Funzione che estrae intervalli normali della stessa durata dai file che contengono anomalie. In questo modo ho un dataset più grande per l'addestramento

In [20]:
def load_from_att_file(path):
    # Carico il CSV con diversa codifica
    df_norm = pd.read_csv(path, sep='\t', encoding='utf-16')

    df_norm['Time'] = pd.to_datetime(df_norm['Time'])

    # Ordino per timestamp nel caso non siano già ordinati
    df_norm = df_norm.sort_values(by='Time')

    # Definisco la durata della finestra in due minuti
    window_duration = pd.Timedelta(minutes=1)

    # Lista per i segmenti
    segments = []
    start_time = df_norm['Time'].iloc[0]

    while start_time < df_norm['Time'].iloc[-1]:
        end_time = start_time + window_duration
        segment = df_norm[(df_norm['Time'] >= start_time) & (df_norm['Time'] < end_time)]
        if len(segment) > 0:
            segments.append(segment.drop(columns=['Time']).values)
        start_time = end_time

    # print(len(segments))
    # for seg in segments:
    #     print(len(seg))

    # Mantengo solo i segmenti che hanno lunghezza pari a 60 o 120 in base a se divido in intervalli di 2 o 1 minuti.
    uniform_segments = [
        segment for segment in segments
        if len(segment) == 60 and all(row[-1] == 'normal' for row in segment)
    ]

    # print("\n------------------------------------------------------------------------------------------------------------------------------------------------------------------------------------------------------------------------------------------------\n")
    #
    # print(len(uniform_segments))
    # for seg in uniform_segments:
    #     print(len(seg))

    # Rimuove l'ultima colonna da ogni segmento
    clean_segments = [segment[:, :-1] for segment in uniform_segments]

    return clean_segments

## Funzione per il Preprocessing

In [21]:
# 2.
def preprocessing(segments):
    """
    1) Accorpo tutti i segmenti in un unico numpy array per poter applicare la normalizzazione.
    2) Normalizzo.
    3) Divido di nuovo i segmenti normalizzati nel numero originario dei segmenti in input.
    4) Ritorno i segmenti normalizzati e lo scaler utilizzato.
    :param segments:
    :return:
    """
    # 1)
    segments_array = np.vstack(segments)

    # print(f"Array Unico: {segments_array}")
    # print(f"Tipologia: {type(segments_array)}")
    # print(f"Lunghezza: {len(segments_array)}")

### Serie di esercizi
(1) Trascrivi di nuovo la porzione dell'estratto sul codice di preprocessing che comincia con le parole "## Funzione per" e si chiude dopo "applicare la normalizzazione.", mettendo "standardizzazione" al posto di "normalizzazione".
(2) Elenca tutte le funzioni e classi che l'estratto sul codice di preprocessing richiama con il prefisso "pd.".
(3) Riformula in modo più breve il paragrafo dell'estratto sul codice di preprocessing che inizia con "Funzione che estrae", conservandone i fatti principali.

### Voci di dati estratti
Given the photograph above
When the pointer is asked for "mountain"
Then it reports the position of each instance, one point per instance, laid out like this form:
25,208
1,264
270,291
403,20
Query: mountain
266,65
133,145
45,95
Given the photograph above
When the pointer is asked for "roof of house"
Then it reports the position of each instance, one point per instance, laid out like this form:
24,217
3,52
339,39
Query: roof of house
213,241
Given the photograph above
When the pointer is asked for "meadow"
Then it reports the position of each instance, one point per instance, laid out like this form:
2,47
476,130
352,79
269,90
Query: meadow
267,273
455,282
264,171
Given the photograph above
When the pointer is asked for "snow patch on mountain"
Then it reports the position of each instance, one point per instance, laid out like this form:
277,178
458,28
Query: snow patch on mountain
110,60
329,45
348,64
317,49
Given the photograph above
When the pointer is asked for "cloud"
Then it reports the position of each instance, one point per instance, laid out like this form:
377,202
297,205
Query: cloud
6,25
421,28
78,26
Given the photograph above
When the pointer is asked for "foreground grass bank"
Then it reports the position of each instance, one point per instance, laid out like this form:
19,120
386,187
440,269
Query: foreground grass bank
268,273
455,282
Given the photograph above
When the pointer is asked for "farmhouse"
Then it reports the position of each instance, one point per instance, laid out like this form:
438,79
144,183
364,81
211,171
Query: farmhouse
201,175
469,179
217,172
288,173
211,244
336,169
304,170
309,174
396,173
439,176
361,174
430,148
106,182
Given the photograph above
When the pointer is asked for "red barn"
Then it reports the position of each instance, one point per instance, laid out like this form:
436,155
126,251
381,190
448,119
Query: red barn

### Soluzioni degli esercizi
(1)
## Funzione per il Preprocessing

In [21]:
# 2.
def preprocessing(segments):
    """
    1) Accorpo tutti i segmenti in un unico numpy array per poter applicare la standardizzazione.

(2) pd.read_csv, pd.to_datetime, pd.Timedelta

(3) La funzione ricava intervalli normali di uguale durata dai file con anomalie, così da ampliare il dataset per l'addestramento.